**** LISTED ENTRIES ****
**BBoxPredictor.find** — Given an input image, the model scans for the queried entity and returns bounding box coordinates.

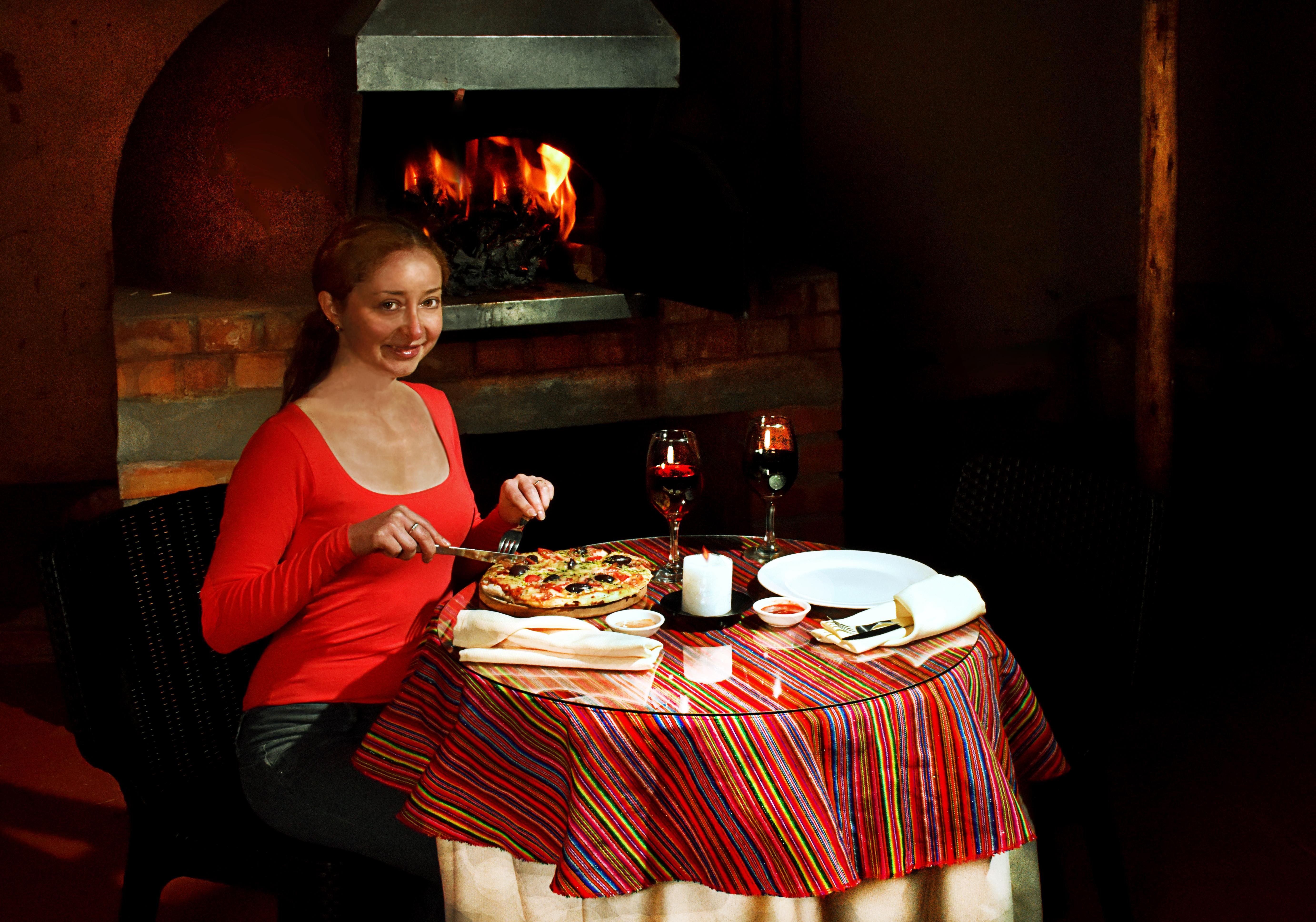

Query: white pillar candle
[680,553,732,618]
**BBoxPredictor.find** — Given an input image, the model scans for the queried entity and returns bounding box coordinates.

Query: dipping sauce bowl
[754,595,811,627]
[603,609,667,637]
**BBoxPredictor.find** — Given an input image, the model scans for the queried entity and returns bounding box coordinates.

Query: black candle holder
[658,589,754,634]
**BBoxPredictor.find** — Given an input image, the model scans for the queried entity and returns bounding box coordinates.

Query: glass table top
[432,536,979,715]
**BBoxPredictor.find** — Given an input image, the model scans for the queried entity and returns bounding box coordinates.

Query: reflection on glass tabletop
[434,536,978,715]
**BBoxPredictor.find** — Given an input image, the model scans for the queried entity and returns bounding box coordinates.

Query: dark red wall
[0,0,219,483]
[115,0,351,303]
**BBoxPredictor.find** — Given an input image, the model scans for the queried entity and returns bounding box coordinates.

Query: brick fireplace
[103,0,842,541]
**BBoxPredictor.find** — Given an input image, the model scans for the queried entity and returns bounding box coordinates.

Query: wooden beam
[1133,0,1179,490]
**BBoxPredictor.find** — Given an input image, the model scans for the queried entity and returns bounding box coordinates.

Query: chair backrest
[42,486,261,801]
[949,457,1165,755]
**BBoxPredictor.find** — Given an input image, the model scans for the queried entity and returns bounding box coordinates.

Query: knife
[829,620,902,640]
[434,547,530,564]
[846,622,904,640]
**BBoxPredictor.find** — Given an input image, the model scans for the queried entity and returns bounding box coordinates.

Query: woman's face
[320,249,444,378]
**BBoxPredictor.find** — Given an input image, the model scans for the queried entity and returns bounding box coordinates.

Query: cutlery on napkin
[453,610,662,672]
[809,573,987,653]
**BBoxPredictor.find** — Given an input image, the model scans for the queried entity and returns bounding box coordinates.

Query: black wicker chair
[947,457,1163,921]
[41,486,417,922]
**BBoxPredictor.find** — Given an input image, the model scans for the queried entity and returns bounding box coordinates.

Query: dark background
[0,0,1316,680]
[0,0,1316,918]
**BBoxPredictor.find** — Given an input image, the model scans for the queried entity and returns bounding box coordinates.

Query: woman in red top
[201,217,553,882]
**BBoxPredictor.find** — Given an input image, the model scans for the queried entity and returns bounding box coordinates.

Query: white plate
[758,551,937,609]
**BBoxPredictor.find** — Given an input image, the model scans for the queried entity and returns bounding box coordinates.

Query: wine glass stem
[667,519,680,569]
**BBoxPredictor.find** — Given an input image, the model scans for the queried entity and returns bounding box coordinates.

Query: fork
[498,515,529,553]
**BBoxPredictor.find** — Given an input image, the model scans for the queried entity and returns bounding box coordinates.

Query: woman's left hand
[498,474,553,526]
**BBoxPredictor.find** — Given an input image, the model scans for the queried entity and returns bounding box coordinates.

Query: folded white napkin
[453,610,662,670]
[809,573,987,653]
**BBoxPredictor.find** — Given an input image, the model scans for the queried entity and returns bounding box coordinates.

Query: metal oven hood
[355,0,680,91]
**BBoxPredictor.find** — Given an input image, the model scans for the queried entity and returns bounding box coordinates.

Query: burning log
[404,137,589,296]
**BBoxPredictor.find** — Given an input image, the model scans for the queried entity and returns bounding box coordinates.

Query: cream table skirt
[436,839,1042,922]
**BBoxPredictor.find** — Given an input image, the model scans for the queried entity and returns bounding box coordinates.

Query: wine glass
[741,416,800,564]
[645,429,704,582]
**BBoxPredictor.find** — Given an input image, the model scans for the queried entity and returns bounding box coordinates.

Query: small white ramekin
[603,609,667,637]
[754,595,812,627]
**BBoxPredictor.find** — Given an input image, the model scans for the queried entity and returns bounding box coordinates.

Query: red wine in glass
[645,462,700,519]
[741,416,800,564]
[741,446,800,499]
[645,429,704,582]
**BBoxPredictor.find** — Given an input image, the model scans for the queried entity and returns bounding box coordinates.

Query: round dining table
[355,536,1067,911]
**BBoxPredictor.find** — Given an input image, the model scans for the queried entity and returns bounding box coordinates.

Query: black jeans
[237,702,442,887]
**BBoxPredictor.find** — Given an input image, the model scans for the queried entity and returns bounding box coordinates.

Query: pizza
[480,547,653,610]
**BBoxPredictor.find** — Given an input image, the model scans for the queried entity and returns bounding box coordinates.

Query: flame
[403,134,576,241]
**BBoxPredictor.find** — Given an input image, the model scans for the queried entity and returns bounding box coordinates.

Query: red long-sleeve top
[201,385,508,709]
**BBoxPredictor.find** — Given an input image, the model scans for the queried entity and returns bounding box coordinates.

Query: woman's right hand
[347,506,453,564]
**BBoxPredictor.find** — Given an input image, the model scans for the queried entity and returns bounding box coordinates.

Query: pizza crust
[479,580,649,618]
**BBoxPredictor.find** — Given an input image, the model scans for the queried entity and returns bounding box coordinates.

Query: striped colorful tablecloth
[355,539,1067,897]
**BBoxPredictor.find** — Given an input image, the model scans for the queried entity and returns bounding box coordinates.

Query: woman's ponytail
[279,307,338,410]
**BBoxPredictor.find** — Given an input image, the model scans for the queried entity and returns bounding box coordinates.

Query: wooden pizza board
[479,580,649,618]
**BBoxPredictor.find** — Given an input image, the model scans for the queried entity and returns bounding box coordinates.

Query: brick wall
[115,270,842,541]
****
TASK:
Pull out every line of the entries above that contains the word "napkin", matching case exactly.

FINISHED TASK:
Query: cutlery on napkin
Query: folded white napkin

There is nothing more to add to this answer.